■ SET EXERCISE ■
How many lines in the data contain the string "striped"? Case matters; reply with the count alone.

(Coordinate labeling data)

━━━━━━━━━━━━━━━━━━━━

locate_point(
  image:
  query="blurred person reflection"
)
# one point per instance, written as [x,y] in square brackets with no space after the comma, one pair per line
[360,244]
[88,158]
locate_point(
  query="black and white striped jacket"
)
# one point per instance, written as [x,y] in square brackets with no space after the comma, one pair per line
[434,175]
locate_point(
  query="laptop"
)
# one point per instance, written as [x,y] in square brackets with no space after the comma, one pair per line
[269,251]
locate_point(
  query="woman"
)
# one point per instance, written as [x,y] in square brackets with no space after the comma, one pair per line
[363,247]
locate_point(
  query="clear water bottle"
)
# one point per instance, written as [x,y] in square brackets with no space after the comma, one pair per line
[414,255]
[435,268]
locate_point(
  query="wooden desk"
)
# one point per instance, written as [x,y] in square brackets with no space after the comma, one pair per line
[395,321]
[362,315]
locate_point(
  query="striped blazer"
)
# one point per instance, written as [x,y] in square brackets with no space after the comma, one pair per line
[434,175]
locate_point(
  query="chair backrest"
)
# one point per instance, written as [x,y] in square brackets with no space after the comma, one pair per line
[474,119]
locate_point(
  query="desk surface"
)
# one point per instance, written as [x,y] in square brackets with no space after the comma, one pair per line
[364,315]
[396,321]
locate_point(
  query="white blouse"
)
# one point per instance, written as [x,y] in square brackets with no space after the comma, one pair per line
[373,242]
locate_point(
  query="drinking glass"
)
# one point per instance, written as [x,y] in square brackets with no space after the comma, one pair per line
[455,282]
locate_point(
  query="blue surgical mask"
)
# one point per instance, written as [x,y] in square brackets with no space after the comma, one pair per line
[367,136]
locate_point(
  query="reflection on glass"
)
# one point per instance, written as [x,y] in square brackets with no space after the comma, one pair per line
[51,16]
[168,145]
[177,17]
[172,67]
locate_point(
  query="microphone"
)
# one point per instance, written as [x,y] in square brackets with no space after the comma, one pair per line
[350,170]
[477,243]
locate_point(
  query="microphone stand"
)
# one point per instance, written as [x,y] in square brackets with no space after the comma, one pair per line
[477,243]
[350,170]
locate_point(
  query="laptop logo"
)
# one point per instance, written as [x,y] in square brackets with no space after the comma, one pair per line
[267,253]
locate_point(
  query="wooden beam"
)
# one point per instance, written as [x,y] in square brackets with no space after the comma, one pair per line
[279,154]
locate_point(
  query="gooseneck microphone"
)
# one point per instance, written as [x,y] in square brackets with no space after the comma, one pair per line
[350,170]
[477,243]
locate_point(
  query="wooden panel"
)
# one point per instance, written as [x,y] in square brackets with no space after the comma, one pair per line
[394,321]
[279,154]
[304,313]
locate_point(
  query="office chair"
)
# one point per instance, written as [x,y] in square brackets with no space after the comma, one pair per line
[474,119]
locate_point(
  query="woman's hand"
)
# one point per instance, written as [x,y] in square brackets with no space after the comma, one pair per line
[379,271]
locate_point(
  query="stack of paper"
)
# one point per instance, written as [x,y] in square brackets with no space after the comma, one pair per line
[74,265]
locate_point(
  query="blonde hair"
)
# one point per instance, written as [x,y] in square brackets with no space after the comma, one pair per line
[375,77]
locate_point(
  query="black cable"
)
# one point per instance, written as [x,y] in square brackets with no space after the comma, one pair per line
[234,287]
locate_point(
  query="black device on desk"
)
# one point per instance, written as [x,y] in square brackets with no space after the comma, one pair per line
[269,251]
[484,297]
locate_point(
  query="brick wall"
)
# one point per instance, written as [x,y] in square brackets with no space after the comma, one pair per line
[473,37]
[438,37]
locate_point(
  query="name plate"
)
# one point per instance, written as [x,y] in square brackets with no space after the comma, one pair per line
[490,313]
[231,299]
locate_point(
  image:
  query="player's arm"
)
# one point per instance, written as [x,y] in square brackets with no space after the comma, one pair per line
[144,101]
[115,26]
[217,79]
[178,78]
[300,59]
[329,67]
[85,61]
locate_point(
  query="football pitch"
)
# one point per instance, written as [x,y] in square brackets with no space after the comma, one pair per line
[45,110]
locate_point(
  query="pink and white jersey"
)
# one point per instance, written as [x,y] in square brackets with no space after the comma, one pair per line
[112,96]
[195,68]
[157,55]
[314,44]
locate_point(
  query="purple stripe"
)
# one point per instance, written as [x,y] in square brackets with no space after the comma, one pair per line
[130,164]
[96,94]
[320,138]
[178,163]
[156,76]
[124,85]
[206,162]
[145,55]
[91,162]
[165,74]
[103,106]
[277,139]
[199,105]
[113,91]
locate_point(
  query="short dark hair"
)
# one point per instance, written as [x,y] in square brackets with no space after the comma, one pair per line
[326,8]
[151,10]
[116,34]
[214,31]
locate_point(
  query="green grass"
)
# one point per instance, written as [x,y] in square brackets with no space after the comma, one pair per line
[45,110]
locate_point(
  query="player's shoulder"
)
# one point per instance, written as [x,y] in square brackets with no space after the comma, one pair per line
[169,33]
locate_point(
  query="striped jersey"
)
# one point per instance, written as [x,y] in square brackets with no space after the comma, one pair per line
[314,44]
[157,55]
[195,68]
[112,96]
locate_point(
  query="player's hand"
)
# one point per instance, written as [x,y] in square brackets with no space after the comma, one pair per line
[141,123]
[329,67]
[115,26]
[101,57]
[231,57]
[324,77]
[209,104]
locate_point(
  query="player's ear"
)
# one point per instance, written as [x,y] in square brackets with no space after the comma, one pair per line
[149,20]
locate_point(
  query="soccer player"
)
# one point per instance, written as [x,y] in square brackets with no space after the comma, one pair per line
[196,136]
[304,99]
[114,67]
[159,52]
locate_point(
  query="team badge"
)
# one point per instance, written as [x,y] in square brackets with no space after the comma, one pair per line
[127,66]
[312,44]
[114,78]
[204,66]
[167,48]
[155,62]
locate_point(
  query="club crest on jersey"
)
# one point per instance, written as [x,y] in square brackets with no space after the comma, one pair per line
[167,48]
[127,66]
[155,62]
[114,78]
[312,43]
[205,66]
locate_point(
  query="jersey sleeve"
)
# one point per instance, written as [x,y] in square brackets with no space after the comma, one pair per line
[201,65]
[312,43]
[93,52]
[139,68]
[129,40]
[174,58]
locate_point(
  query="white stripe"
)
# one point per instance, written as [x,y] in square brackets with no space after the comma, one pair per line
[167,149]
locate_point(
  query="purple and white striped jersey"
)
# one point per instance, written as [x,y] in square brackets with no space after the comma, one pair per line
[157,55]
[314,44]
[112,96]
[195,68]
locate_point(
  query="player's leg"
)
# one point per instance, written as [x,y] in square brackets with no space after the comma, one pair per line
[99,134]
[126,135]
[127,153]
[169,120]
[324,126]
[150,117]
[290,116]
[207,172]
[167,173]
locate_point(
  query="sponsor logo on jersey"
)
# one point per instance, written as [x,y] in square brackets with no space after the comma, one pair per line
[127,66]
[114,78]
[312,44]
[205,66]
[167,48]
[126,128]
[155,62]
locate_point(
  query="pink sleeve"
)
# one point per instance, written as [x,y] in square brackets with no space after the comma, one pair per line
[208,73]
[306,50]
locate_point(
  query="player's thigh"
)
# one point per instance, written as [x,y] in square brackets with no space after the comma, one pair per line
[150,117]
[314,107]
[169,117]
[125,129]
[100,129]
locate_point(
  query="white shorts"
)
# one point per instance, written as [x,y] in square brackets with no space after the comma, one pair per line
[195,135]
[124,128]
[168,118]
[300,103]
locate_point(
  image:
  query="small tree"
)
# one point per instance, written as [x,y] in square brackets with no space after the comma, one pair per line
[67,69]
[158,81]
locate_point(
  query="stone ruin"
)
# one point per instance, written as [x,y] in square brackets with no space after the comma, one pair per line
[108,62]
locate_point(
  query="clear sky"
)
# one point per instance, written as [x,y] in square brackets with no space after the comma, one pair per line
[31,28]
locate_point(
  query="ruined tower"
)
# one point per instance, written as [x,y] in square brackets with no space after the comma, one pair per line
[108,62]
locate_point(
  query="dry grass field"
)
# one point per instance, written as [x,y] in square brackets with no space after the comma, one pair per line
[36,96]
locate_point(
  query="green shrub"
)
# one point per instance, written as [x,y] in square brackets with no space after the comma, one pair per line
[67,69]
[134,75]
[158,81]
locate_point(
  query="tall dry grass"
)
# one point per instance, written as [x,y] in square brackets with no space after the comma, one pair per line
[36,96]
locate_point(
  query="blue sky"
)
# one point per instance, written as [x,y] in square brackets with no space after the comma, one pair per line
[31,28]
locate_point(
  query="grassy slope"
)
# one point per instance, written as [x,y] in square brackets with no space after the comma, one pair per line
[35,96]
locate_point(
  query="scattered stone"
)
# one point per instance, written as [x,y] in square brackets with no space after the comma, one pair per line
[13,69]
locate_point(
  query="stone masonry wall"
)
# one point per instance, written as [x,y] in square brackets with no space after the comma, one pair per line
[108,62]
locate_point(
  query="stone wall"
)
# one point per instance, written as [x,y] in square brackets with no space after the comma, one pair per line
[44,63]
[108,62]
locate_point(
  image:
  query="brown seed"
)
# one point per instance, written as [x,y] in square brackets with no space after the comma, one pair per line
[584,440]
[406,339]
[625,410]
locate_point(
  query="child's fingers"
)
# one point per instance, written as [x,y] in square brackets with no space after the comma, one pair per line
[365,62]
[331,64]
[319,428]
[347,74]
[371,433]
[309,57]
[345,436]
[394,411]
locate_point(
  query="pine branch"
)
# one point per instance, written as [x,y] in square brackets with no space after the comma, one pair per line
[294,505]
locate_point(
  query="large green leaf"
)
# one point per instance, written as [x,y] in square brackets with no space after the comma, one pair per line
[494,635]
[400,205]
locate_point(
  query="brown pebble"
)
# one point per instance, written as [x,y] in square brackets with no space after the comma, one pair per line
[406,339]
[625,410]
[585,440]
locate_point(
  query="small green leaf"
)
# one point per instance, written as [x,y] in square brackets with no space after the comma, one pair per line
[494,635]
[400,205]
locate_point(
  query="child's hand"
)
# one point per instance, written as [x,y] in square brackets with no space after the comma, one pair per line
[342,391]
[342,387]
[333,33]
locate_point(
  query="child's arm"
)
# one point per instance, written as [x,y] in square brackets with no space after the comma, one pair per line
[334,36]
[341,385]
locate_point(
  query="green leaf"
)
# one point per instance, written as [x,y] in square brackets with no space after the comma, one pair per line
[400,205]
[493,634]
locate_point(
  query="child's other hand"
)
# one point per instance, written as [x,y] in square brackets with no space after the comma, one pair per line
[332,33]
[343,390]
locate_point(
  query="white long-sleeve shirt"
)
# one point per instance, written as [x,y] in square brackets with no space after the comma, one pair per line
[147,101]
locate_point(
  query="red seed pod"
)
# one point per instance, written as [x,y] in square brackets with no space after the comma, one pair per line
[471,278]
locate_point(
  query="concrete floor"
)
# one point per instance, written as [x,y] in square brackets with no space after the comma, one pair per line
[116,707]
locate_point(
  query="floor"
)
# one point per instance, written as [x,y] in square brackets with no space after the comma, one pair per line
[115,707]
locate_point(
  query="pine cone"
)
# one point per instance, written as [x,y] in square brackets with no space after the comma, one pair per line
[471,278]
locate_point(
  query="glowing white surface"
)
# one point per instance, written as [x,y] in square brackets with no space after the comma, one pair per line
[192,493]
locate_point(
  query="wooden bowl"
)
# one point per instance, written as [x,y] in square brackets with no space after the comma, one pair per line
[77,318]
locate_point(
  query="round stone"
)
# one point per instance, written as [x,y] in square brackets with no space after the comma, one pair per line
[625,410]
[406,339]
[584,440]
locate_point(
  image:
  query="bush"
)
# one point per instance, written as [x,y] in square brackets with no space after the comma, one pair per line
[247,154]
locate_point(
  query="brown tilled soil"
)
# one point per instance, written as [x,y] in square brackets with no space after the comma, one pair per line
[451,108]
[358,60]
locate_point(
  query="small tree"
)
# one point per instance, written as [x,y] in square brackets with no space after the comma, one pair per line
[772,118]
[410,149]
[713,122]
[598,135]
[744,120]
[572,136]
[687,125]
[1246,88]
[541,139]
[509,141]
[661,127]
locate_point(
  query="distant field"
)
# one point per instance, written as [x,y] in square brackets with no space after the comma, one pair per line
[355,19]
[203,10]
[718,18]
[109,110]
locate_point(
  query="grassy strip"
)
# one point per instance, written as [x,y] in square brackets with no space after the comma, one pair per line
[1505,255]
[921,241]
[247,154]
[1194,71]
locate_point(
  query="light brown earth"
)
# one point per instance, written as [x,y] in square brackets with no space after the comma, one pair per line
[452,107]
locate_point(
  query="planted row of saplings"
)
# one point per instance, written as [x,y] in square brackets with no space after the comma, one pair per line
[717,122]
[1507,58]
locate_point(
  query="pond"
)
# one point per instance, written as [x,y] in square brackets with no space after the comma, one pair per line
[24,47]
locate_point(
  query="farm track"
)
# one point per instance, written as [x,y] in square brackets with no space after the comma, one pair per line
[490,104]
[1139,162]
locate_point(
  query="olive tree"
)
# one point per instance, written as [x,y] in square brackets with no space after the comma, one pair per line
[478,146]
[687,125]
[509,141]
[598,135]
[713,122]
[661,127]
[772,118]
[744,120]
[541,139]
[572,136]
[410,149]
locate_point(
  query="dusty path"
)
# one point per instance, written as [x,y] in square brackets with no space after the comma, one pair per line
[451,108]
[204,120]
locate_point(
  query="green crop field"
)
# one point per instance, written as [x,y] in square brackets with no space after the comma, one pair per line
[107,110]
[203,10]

━━━━━━━━━━━━━━━━━━━━

■ OUTPUT OF THE EXERCISE ■
4